To do
From the line containing "Here's a dare: find red" to the last line of the records, please reproduce every line exactly and nothing more.

Input records
==================================================

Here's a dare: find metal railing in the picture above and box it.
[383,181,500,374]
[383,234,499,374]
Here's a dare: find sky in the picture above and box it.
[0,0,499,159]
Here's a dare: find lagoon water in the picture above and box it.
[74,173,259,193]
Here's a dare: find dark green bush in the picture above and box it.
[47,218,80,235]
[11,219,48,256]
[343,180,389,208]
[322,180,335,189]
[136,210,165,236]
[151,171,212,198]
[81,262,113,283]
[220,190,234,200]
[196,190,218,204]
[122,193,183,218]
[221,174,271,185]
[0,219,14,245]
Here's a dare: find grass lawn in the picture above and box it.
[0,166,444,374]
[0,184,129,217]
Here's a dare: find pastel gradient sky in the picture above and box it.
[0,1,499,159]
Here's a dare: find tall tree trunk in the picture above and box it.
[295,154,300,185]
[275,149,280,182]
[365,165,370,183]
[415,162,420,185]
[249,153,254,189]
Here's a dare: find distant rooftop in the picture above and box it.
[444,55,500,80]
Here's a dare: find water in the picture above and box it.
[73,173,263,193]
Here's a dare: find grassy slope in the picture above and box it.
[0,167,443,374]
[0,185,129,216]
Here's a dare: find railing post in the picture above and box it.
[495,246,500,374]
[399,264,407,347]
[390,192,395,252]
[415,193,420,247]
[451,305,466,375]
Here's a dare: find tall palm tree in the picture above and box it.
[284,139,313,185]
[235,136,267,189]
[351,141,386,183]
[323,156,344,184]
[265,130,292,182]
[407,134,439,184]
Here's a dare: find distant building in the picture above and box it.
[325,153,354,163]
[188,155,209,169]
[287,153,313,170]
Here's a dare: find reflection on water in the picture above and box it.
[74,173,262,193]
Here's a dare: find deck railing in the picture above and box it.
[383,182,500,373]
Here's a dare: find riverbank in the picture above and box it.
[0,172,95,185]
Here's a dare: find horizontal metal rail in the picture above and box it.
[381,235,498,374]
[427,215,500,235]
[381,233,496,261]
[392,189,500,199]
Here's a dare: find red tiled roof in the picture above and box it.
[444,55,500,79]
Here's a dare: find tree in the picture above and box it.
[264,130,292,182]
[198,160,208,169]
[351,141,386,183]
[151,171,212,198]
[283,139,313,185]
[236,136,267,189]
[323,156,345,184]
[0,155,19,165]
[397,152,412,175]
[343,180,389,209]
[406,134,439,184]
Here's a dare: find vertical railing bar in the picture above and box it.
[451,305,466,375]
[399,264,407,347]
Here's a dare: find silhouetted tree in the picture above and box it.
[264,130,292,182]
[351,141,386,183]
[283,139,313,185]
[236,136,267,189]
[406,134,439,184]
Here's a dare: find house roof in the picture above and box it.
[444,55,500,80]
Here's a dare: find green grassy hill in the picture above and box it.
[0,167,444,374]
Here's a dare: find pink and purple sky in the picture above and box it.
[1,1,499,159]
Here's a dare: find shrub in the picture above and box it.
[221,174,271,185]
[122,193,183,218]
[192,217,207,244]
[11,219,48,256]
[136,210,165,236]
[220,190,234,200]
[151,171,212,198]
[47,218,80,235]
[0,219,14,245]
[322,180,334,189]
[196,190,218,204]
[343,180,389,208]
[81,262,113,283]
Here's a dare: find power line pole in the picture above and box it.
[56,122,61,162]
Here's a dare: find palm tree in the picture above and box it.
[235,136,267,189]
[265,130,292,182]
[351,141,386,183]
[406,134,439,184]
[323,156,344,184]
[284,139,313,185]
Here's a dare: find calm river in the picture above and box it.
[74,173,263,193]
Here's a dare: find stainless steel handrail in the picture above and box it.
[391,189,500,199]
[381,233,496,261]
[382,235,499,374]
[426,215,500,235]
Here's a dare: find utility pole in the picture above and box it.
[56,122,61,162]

==================================================

Response below
Here's a dare: find red tiled roof in the picture above and box it.
[444,55,500,79]
Here's a dare: find tree in the picture above and box it.
[264,130,292,182]
[198,160,208,169]
[351,141,386,183]
[151,171,212,198]
[283,139,313,185]
[236,136,267,189]
[323,156,345,184]
[0,155,19,165]
[397,152,412,175]
[343,180,389,209]
[406,134,439,184]
Here's a dare: find vertical railing bar in the picture above and box it.
[451,305,466,375]
[399,264,407,347]
Here's a dare: find silhouetted tree in the picture above and box it.
[264,130,292,182]
[351,141,386,183]
[283,139,313,185]
[236,136,267,189]
[406,134,439,184]
Here's a dare: find house roof in the picture above and box it.
[444,55,500,80]
Here's a dare: find green grassy hill in the picture above and box it.
[0,167,444,374]
Here's a dare: find pink and purple sky in the picture above and box it.
[1,1,499,159]
Here's a dare: find shrub in the picture above and box it.
[221,174,271,185]
[122,193,183,218]
[192,217,207,244]
[11,219,48,256]
[136,210,165,236]
[220,190,234,200]
[151,171,212,198]
[47,218,80,235]
[0,219,14,245]
[322,180,334,189]
[196,190,218,204]
[343,180,389,208]
[81,262,113,283]
Here's a dare: find power line pole in the picture above and box it.
[56,122,61,162]
Here's a dare: find palm tree in the picture above and box it.
[235,136,267,189]
[265,130,292,182]
[351,141,386,183]
[406,134,439,184]
[323,156,344,184]
[284,139,313,185]
Here's a dare: find calm river in the picture above and box it.
[74,173,263,193]
Here's a dare: find stainless steel handrail in the picture above and box it.
[391,189,500,199]
[381,233,496,261]
[382,235,499,374]
[426,215,500,235]
Here's a dare: find utility pole in the picture above and box it.
[56,122,61,162]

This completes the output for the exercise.